▶ **What is required**:
Write out the records word for word, starting at the line that contains "Task: locate the man in black" and ending at the last line of the records.

▶ **Extracted records**:
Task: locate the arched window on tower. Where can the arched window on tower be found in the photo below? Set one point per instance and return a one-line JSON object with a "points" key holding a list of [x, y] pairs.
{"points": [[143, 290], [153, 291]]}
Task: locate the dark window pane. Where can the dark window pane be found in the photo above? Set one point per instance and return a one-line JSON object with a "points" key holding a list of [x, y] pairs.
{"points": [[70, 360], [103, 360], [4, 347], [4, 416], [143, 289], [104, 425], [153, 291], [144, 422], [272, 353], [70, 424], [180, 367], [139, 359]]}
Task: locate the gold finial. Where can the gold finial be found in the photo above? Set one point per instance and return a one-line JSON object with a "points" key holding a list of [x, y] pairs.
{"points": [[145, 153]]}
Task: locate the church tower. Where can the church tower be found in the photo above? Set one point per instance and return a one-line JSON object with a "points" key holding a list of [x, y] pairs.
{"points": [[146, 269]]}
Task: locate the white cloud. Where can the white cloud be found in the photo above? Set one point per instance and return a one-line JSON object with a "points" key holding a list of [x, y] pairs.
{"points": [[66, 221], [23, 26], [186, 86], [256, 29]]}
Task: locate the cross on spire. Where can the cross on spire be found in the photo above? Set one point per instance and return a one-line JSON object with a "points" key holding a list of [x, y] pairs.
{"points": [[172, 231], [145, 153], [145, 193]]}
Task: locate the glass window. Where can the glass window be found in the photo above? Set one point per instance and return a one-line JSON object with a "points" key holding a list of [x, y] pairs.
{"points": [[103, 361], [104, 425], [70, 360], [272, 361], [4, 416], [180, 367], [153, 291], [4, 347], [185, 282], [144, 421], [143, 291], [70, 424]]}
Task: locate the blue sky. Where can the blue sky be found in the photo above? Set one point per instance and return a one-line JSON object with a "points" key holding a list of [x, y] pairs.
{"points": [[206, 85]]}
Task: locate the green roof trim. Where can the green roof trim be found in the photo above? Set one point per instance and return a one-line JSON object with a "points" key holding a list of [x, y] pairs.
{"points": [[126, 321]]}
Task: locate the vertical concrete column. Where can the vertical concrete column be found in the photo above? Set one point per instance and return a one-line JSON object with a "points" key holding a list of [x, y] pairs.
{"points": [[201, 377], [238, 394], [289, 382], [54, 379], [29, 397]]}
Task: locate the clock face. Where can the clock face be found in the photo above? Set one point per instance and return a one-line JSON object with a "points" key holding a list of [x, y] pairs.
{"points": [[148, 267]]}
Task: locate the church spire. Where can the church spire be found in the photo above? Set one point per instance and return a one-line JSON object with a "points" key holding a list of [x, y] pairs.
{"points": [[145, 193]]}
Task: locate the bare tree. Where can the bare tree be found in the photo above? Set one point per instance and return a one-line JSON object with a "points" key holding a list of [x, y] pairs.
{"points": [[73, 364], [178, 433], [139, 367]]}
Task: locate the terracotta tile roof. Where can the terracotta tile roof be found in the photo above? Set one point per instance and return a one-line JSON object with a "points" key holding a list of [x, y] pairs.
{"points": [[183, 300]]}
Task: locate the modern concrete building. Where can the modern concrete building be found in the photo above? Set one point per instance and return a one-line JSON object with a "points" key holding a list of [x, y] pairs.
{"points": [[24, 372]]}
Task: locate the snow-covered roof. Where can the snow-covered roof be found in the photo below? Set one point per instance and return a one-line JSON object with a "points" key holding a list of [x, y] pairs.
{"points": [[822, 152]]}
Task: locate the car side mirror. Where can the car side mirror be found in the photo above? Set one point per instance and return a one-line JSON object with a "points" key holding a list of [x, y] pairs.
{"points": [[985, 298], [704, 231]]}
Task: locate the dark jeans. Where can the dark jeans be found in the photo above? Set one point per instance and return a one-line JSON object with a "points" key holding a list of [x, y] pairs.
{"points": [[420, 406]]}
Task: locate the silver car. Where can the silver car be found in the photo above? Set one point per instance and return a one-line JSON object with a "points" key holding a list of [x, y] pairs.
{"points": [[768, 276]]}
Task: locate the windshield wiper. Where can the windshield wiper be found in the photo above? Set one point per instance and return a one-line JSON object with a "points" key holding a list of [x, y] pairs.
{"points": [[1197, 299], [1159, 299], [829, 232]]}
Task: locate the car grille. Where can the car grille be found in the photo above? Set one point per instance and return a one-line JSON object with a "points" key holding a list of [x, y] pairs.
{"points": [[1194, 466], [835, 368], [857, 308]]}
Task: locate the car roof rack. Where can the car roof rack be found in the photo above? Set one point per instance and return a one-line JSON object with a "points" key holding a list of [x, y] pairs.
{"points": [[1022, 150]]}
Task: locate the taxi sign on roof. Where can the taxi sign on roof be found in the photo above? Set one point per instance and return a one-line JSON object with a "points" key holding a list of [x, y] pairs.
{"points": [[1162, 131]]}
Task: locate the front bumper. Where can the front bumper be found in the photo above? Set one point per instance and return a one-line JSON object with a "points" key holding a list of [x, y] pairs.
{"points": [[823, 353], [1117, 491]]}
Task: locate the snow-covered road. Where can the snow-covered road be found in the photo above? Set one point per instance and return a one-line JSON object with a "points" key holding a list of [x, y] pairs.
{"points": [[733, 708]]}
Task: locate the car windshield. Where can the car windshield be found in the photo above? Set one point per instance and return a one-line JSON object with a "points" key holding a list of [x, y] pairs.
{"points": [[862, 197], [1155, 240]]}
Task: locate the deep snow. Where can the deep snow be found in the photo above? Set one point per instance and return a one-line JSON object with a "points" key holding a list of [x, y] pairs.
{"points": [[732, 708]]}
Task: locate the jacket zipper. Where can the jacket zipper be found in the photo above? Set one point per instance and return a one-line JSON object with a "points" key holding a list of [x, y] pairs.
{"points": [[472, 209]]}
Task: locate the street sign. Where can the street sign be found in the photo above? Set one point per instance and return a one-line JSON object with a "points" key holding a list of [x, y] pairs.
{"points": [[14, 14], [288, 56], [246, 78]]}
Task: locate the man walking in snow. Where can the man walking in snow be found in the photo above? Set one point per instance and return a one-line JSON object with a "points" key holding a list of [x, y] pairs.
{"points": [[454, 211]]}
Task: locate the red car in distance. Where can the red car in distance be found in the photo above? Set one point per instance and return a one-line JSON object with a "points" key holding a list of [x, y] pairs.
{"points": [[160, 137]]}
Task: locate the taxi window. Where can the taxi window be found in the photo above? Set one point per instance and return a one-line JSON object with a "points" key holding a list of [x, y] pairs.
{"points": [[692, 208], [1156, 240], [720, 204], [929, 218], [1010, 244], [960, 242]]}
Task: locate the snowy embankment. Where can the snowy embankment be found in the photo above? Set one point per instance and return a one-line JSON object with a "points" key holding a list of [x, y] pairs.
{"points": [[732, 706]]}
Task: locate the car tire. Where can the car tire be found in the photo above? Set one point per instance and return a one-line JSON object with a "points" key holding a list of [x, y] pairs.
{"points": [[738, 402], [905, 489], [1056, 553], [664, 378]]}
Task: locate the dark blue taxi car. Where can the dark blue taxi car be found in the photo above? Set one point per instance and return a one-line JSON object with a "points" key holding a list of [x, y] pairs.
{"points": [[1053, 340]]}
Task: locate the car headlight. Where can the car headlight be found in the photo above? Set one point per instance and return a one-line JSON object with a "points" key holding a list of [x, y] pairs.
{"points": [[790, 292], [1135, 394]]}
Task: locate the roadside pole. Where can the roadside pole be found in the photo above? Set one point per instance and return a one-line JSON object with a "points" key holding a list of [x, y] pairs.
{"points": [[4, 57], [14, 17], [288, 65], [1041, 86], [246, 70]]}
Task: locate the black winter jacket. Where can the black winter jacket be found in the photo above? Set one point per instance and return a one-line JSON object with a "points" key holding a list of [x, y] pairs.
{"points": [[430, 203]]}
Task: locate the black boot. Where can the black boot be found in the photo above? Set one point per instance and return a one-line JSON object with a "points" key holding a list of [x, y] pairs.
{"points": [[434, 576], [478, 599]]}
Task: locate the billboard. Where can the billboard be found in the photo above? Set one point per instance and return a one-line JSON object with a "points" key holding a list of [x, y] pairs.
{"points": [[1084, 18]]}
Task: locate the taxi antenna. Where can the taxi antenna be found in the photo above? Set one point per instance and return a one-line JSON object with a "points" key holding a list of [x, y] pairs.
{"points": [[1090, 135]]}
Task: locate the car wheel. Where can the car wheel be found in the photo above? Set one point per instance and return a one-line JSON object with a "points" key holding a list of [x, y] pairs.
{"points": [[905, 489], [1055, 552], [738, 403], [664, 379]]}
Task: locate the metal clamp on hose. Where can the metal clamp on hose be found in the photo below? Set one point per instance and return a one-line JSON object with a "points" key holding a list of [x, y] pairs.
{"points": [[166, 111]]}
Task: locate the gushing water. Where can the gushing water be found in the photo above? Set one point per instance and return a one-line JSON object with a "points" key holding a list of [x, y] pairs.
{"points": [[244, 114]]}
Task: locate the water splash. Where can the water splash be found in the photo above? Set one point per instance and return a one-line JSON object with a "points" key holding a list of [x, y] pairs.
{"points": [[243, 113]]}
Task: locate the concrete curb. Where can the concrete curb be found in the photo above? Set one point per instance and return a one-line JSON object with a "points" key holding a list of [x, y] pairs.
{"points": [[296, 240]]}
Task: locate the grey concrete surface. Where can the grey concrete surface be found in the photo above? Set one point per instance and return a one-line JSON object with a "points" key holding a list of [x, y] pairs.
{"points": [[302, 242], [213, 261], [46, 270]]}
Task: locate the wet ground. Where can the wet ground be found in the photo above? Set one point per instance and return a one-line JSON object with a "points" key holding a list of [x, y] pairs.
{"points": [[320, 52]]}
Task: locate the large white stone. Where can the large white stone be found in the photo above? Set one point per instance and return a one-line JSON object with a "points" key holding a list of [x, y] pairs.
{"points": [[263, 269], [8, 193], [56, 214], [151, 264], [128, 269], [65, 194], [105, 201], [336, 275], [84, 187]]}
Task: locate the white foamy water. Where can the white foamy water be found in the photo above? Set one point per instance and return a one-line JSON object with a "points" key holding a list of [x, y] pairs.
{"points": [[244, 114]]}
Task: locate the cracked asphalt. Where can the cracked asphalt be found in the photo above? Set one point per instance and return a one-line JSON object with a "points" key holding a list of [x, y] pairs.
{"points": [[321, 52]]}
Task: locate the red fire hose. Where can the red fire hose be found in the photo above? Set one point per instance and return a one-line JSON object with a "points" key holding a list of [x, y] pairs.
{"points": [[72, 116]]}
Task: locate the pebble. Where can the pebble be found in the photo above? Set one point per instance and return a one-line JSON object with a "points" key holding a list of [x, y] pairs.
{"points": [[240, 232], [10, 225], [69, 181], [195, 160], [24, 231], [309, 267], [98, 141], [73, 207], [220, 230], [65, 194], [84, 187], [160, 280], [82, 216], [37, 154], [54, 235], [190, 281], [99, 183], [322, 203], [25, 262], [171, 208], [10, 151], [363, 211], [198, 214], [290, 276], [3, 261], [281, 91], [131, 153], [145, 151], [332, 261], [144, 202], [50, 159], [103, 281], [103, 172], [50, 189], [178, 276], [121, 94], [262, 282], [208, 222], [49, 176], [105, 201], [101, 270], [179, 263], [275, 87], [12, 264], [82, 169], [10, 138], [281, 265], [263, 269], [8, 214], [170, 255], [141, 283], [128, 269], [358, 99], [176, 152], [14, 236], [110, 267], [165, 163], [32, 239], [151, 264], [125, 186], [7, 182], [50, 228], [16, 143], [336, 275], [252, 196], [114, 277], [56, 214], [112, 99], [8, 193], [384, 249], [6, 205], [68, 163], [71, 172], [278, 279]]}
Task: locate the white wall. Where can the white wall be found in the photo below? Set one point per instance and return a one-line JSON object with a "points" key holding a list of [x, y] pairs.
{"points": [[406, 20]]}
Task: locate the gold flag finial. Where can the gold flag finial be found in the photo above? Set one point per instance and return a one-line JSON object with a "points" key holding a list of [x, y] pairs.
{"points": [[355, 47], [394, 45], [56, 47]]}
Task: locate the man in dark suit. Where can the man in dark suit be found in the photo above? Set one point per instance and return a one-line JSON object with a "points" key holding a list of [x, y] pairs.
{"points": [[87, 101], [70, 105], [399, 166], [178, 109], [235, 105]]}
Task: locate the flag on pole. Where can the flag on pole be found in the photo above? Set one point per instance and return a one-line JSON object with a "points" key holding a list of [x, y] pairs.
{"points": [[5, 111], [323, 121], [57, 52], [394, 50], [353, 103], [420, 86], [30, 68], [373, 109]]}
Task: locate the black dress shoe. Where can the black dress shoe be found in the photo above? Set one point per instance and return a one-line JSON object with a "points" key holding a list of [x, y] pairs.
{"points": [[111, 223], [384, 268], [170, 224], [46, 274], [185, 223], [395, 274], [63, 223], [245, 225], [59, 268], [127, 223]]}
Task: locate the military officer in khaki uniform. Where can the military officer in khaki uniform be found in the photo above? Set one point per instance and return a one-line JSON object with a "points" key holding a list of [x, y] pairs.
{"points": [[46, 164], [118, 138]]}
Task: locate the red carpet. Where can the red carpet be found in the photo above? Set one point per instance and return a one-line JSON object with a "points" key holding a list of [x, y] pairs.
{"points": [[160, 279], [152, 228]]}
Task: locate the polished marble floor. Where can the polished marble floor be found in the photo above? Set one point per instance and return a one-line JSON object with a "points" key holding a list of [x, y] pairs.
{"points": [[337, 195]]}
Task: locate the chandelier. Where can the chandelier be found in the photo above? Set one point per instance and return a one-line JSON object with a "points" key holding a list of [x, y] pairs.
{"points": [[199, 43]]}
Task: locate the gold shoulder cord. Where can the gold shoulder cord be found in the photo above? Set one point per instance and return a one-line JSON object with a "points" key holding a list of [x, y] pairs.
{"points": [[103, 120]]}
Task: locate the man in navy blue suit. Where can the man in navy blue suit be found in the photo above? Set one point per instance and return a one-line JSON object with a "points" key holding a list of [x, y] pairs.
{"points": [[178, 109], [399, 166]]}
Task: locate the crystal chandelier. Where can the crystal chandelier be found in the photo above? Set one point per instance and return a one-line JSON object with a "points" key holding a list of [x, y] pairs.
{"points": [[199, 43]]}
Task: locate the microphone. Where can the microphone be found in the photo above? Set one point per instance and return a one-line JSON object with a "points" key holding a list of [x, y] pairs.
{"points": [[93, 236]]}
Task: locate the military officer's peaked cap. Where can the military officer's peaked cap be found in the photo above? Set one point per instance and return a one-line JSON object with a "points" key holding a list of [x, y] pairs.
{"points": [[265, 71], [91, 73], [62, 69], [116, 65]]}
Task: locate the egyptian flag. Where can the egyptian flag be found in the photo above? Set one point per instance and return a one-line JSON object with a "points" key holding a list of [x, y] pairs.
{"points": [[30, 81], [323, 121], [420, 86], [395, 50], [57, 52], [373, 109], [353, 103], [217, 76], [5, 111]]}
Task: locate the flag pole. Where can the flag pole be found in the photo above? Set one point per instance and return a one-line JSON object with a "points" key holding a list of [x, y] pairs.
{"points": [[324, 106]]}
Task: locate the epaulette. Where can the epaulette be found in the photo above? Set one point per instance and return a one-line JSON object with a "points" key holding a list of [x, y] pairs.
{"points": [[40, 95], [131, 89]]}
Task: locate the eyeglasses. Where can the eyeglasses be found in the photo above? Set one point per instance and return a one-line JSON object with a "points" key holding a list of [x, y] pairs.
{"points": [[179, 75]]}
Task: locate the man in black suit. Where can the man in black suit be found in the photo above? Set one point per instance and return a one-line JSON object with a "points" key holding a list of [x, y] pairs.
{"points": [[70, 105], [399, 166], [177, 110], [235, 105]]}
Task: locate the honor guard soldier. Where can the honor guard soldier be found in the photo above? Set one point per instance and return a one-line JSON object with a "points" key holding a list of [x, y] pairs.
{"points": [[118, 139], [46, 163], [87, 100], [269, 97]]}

▶ **Final result**:
Task: locate the man in black suit. Where can the man in black suit be found in the photo above? Set one point per instance and return a one-line JSON object with a "points" key holding a list of [x, y] pairs.
{"points": [[70, 105], [399, 166], [177, 110], [235, 105]]}
Task: locate the honor guard soldier. Where can the honor guard soldier be found in the photo above? Set one point per instance and return a one-line JSON object with a "points" key holding a list of [x, y] pairs.
{"points": [[118, 139], [46, 163], [87, 100], [269, 97]]}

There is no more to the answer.